▶ _Stored data_:
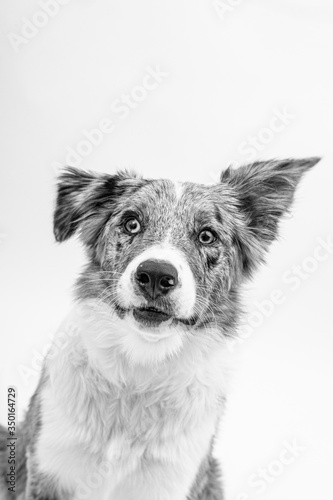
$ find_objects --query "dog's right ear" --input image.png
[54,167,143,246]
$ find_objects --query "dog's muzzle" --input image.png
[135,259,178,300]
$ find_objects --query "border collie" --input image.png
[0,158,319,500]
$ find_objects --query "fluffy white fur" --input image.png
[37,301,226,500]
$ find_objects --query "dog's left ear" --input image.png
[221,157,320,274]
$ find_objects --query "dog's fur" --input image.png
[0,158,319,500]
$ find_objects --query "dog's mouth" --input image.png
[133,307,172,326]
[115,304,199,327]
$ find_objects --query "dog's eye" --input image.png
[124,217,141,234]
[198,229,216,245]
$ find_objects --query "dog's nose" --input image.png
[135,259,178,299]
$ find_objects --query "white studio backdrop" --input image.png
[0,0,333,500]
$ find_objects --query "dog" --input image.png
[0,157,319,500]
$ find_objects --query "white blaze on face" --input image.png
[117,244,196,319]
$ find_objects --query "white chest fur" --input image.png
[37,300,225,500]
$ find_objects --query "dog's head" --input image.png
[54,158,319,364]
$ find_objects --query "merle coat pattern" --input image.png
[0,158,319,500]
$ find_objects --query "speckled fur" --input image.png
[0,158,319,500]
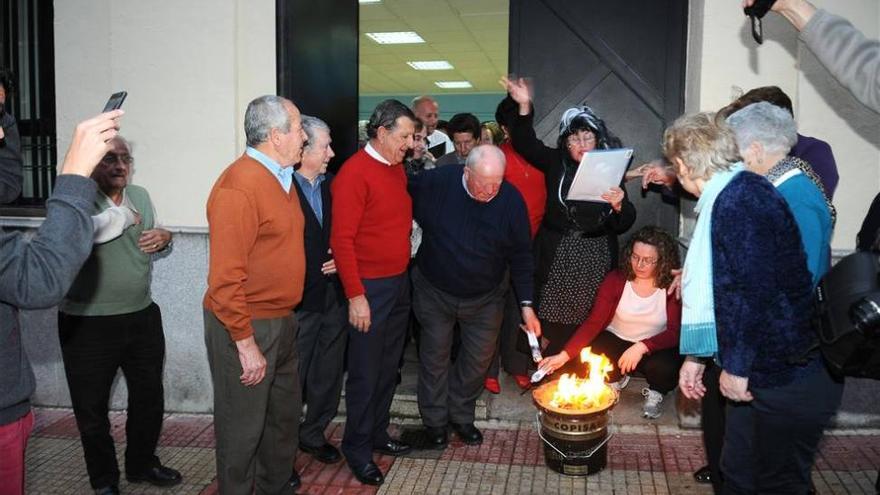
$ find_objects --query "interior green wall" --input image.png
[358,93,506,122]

==

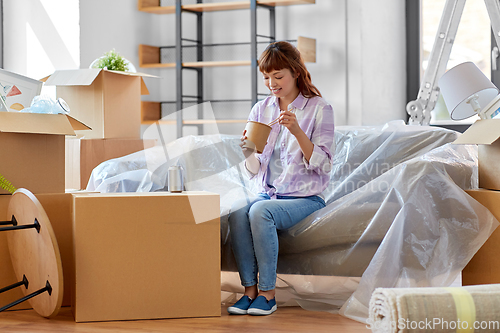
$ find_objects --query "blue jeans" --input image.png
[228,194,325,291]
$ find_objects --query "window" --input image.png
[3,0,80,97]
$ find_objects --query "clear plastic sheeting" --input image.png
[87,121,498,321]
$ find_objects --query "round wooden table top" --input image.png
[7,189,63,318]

▶ _Problem to work on_:
Report how many lines in the rows contain the string "white", counting only matches with the same case. Give only the number.

▶ _Worked answer_:
4